DOCUMENT TEXT:

News 12 6 o'clock / Friday, Dec. 7, 2012
AUGUSTA, Ga. -- If you've been in downtown Augusta lately, you may have noticed a few more "coming soon" signs. Several new businesses, including five restaurants, are coming to the area, which could mean big things for the local economy.
Musa Anderson is getting ready to open the doors to her new restaurant downtown.
"It's going to be totally British traditional pub, old school," Anderson said.
It's been a dream of her and her son's to open Boar's Head and now, it's a reality. She's part of a growing trend of small businesses moving downtown, helping to bring new life to the city.
"There are five new restaurants looking to open before the end of the year or right after the first of the year," Mayor Deke Copenhaver said.
Places like the new hot spot Whiskey Bar and Euros Bistro have just opened their doors, and it's more than just restaurants making their way downtown. The downtown district is starting to see more retail stores pop up, too, like Stationery Seffarri.
"I think a lot of people really want to come back downtown to the roots of things," Anderson said.
Many new business owners like Anderson say, with the new convention center set to open and the medical school growing, there's no time like the present to open a business downtown.
"It makes me feel really good and proud that I can be a part of the revitalization of downtown because that is really what's happening here," she said.
But it's not cheap to start your own business, something Anderson knows firsthand, saying, "I've been taken aback by all of the taxes that you get into and the bureaucracy of it all."
Mayor Copenhaver says he is working with state leaders to help give businesses moving downtown a break.
"We've come forward with the Georgia Downtown Renaissance Act at the state level. It will go into the hopper next year," he said.
The bill would provide tax cuts and incentives for people and business looking to move downtown and could even help get rid of some of the vacant spaces.
"Some of those empty storefronts would be filled up because we'd incentivize bringing them in state tax credits," he said.
And for small businesses owners like Anderson, the Renaissance Act would be a breath of fresh air.
"To start a business, a small business, it is very difficult with all the taxes, so if we get any break, it would be fabulous," Anderson said.

SOURCE DATA:
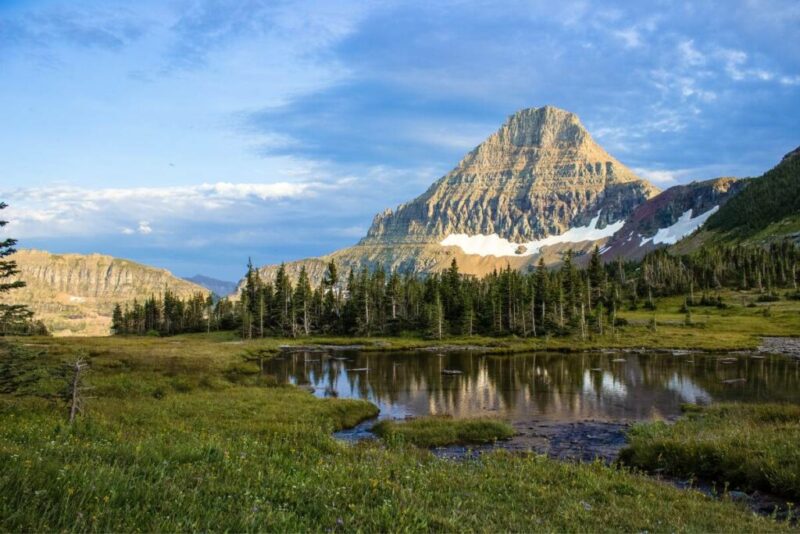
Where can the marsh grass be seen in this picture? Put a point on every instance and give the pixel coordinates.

WORK TASK 1:
Translate this sentence from the news story about downtown Augusta into Spanish: "Mayor Copenhaver says he is working with state leaders to help give businesses moving downtown a break."
WORK TASK 2:
List every business that the news story about downtown Augusta mentions by name.

ANSWER 1:
El alcalde Copenhaver dice que está trabajando con líderes estatales para ayudar a darles un respiro a los negocios que se trasladan al centro.

ANSWER 2:
- Boar's Head
- Whiskey Bar
- Euros Bistro
- Stationery Seffarri